TEXTE:
Déjà, le rapport de concertation sur la
refondation de l’été 2012 y faisait largement allusion. Lorsque vous faites
une recherche sur le portail officiel Eduscol, la bienveillance est partout,
vous y trouvez pêle-mêle :
le guide de l’école bienveillante, la bienveillance
par l’innovation, l’évaluation bienveillante, l’aide personnalisée bienveillante, la
coopération bienveillante, la prise en charge inter-catégorielle différenciée
et bienveillante, le travail collaboratif et bienveillant, la classe comme lieu
de bienveillance et de construction des connaissances, la communication
bienveillante, la parole vraie d’intention bienveillante, le climat bienveillant,
l’esprit de bienveillance, l’écoute bienveillante, l’équipe bienveillante, la
prise en charge bienveillante, la curiosité bienveillante, la « culture » de bienveillance,
la férule bienveillante (il fallait oser !), la posture bienveillante, l’autorité
bienveillante, l’accueil bienveillant, le regard bienveillant, la houlette bienveillante.
J’arrête là cet inventaire, il y en a tout autant sur Edusphère. Le lecteur
avisé aura compris que l’école du futur sera bienveillante ou ne sera pas. Nous
assistons en direct à la naissance d’un courant pédagogique nommé «
bienveillantisme ».
En filigrane, cette lourde insistance
illustre un reproche à l’endroit des enseignants, qui de toute évidence
manquent cruellement de cette vertu cardinale, devenue à la mode. Que celui
qui a des oreilles entende : les professeurs seraient d’abominables
autocrates, dépourvus d’empathie, sévères, injustes, cruels, se complaisant à
rabaisser leurs élèves, les accablant de mauvaises notes non méritées, se moquant
d’eux à l’envi… L’impopularité avérée des enseignants dans la société n’avait
vraiment pas besoin de ce nouveau coup.

DONNÉES SOURCES:
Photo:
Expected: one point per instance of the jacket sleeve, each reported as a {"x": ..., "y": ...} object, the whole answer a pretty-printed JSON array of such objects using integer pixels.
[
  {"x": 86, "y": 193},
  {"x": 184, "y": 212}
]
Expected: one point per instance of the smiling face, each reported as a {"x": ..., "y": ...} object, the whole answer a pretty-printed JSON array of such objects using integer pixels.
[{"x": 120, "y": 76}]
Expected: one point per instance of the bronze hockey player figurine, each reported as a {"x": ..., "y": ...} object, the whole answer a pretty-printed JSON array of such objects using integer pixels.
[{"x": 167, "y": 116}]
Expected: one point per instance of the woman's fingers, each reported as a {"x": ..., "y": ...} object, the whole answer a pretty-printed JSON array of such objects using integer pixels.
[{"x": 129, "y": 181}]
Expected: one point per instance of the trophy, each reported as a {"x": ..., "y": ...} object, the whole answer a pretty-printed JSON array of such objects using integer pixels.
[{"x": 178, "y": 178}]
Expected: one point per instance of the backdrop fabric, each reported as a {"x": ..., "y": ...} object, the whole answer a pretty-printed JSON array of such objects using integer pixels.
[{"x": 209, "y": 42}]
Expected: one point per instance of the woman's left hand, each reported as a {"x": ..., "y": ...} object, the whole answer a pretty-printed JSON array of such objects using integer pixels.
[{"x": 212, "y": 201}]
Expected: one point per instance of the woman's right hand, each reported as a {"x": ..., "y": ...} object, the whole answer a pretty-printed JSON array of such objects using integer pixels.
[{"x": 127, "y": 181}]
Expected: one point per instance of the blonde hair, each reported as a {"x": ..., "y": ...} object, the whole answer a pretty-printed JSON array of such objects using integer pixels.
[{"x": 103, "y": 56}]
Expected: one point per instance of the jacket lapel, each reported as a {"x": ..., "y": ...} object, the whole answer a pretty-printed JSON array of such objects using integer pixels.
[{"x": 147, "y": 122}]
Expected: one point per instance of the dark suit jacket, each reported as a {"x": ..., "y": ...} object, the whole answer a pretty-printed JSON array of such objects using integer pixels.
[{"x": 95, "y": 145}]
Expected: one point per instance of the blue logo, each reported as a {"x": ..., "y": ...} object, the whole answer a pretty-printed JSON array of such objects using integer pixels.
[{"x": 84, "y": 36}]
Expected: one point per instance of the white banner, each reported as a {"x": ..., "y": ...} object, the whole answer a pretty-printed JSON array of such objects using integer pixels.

EXERCICES À RÉALISER:
1. Indiquez si chacune des affirmations suivantes concorde avec le texte. Répondez par oui ou par non, puis citez à l’identique les mots du texte qui permettent de trancher.
(a) L’auteur affirme trouver autant d’occurrences sur Edusphère.
(b) D’après le texte, les enseignants jouissent d’une grande popularité dans la société.
(c) Le texte présente la bienveillance comme une vertu cardinale devenue à la mode.
2. Relevez toutes les lignes des entrées qui contiennent la chaîne « hand », en tenant compte de la casse.

RÉSULTATS PAR EXERCICE:
1.
(a) Oui : « il y en a tout autant sur Edusphère ».
(b) Non : « L’impopularité avérée des enseignants dans la société ».
(c) Oui : « cette vertu cardinale, devenue à la mode ».

2.
Expected: one point per instance of the woman's left hand, each reported as a {"x": ..., "y": ...} object, the whole answer a pretty-printed JSON array of such objects using integer pixels.
Expected: one point per instance of the woman's right hand, each reported as a {"x": ..., "y": ...} object, the whole answer a pretty-printed JSON array of such objects using integer pixels.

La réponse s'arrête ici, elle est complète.